__Stated problem__.
In the listing below, how many lines contain the word "meadow"? Reply with the number alone.
=======
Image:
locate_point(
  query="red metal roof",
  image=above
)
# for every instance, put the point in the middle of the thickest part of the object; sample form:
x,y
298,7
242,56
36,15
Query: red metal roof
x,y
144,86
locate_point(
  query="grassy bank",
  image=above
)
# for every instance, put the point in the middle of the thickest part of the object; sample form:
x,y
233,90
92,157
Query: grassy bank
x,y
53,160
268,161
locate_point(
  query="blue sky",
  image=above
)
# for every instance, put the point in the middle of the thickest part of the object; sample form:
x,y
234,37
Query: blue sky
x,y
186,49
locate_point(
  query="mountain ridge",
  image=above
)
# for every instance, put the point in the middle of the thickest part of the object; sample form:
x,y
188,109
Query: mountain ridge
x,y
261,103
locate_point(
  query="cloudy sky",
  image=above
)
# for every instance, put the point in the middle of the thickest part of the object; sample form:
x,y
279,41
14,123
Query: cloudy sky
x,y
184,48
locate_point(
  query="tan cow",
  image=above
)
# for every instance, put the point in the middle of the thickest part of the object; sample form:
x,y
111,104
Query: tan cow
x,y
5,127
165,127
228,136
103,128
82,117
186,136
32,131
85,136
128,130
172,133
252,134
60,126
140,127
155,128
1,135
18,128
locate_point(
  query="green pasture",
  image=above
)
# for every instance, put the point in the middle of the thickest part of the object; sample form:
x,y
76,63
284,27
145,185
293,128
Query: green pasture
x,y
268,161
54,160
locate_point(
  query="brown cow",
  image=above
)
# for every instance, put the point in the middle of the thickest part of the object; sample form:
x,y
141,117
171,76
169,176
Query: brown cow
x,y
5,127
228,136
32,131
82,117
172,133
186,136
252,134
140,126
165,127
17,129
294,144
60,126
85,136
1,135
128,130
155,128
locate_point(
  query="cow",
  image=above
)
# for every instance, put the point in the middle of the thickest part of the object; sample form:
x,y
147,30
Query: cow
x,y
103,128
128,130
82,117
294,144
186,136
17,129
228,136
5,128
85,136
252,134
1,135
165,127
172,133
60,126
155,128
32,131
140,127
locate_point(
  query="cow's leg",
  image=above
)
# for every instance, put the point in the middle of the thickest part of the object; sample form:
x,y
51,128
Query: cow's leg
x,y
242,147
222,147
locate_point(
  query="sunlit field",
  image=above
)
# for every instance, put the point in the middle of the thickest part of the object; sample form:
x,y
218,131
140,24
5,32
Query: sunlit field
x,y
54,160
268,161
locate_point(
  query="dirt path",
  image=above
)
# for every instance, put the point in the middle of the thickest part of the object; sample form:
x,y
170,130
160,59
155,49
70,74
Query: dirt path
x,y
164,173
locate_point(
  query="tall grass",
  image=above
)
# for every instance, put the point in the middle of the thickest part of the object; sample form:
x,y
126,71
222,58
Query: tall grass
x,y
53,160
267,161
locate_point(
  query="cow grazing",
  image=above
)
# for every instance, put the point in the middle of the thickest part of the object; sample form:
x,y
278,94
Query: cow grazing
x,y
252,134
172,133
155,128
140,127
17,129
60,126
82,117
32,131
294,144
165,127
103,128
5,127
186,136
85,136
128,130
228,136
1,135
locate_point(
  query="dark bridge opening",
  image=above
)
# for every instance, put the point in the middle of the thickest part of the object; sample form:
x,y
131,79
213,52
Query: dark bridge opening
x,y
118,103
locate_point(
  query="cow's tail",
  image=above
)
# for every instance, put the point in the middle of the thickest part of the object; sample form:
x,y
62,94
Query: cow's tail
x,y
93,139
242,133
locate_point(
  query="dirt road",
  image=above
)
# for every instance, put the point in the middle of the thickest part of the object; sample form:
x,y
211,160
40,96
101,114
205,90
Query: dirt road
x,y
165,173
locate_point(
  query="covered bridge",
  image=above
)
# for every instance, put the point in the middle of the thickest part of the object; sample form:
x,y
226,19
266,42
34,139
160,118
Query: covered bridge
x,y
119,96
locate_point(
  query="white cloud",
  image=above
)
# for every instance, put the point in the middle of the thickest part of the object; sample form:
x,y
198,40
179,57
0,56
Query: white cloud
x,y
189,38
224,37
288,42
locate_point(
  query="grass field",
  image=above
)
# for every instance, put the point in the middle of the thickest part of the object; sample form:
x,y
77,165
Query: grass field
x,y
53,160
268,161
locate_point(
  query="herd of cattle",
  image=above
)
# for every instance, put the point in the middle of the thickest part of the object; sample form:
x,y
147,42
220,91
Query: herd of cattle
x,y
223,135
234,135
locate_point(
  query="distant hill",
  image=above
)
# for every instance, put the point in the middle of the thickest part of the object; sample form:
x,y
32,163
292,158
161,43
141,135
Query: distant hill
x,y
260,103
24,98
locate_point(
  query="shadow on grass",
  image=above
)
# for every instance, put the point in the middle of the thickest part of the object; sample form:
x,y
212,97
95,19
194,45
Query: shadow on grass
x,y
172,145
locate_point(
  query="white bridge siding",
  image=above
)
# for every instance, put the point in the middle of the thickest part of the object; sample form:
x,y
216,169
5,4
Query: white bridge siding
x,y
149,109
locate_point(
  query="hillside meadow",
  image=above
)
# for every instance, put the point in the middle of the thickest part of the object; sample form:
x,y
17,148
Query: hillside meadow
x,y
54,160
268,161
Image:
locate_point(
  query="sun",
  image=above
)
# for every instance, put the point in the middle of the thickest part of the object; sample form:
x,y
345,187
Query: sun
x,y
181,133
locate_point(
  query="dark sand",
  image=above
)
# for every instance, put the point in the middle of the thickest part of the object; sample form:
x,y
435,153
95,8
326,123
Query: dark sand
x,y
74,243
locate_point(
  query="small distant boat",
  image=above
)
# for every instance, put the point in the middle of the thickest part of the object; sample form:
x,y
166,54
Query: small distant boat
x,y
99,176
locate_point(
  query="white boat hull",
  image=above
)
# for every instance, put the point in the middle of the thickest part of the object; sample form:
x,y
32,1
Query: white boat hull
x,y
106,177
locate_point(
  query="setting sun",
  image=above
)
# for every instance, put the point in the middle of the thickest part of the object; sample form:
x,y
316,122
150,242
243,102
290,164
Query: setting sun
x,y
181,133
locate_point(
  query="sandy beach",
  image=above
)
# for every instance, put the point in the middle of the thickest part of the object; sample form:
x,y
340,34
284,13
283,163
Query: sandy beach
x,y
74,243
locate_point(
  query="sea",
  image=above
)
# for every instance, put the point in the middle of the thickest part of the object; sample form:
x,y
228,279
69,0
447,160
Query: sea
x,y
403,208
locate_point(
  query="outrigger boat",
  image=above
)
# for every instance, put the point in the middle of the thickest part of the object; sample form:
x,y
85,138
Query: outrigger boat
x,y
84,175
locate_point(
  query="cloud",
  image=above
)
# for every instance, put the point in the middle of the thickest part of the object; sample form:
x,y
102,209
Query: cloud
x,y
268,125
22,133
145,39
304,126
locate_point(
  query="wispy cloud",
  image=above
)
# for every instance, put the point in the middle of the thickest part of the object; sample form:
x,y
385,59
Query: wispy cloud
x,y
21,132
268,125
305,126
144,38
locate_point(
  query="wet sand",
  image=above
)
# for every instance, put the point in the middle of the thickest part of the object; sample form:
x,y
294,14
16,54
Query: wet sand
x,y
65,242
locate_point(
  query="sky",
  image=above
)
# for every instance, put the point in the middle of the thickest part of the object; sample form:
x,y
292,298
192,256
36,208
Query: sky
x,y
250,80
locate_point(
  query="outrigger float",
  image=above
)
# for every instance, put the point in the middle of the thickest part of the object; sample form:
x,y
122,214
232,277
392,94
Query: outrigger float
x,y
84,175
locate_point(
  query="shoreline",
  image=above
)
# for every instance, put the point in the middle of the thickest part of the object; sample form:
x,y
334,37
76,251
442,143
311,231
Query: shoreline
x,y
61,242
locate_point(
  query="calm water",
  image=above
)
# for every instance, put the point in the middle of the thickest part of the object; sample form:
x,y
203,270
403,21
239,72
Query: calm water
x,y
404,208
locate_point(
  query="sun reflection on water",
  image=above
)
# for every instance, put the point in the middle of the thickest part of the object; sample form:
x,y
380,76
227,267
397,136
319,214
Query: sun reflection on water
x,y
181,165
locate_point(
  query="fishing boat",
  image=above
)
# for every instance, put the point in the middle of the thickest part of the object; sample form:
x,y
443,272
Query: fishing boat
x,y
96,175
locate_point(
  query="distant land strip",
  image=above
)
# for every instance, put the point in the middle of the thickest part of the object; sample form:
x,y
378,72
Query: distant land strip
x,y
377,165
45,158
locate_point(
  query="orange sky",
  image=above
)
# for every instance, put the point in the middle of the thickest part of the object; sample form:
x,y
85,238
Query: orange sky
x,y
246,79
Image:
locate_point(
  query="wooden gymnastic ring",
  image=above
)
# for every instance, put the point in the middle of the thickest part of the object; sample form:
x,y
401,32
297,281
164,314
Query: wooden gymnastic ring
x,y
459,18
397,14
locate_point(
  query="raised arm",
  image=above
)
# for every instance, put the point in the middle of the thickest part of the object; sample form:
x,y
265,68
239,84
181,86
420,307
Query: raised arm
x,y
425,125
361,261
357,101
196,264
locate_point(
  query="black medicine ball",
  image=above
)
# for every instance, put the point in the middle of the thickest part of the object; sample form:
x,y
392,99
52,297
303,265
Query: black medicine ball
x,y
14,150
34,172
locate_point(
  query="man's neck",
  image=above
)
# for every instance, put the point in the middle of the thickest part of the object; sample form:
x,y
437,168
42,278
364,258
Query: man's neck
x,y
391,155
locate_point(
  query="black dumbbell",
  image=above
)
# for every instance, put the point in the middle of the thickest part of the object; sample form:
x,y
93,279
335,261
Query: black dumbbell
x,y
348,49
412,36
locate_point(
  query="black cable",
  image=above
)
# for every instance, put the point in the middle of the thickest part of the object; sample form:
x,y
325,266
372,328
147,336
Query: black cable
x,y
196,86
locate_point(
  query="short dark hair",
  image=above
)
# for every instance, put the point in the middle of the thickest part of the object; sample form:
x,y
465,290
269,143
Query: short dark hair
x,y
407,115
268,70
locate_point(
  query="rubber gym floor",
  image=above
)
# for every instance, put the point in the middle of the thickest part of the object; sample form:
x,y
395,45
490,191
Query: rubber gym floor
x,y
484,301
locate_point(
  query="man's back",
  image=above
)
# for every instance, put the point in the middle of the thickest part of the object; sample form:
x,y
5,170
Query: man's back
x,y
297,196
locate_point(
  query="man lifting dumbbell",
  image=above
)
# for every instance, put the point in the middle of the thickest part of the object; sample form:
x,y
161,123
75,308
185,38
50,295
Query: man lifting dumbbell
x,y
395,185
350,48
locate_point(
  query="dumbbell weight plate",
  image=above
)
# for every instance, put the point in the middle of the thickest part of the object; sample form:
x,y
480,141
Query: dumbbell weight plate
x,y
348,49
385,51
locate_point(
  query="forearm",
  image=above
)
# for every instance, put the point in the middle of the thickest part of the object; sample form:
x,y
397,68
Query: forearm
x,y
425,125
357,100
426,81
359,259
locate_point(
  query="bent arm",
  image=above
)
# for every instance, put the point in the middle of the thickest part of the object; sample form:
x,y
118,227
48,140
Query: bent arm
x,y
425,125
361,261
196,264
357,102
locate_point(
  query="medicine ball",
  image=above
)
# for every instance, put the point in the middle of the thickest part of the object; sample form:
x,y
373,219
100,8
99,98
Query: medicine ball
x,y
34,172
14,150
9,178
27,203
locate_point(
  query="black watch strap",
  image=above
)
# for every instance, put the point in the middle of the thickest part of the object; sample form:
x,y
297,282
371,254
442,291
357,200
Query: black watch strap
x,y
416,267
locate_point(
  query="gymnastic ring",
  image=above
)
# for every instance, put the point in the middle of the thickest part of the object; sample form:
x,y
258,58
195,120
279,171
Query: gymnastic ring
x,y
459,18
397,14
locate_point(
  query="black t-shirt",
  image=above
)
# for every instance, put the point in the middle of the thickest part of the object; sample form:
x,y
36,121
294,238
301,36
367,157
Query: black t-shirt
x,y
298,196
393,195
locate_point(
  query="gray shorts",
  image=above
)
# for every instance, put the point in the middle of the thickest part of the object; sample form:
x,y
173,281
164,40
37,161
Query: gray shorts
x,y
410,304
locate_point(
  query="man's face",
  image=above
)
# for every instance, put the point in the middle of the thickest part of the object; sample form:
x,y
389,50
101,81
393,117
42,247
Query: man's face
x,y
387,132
=======
__Exercise output__.
2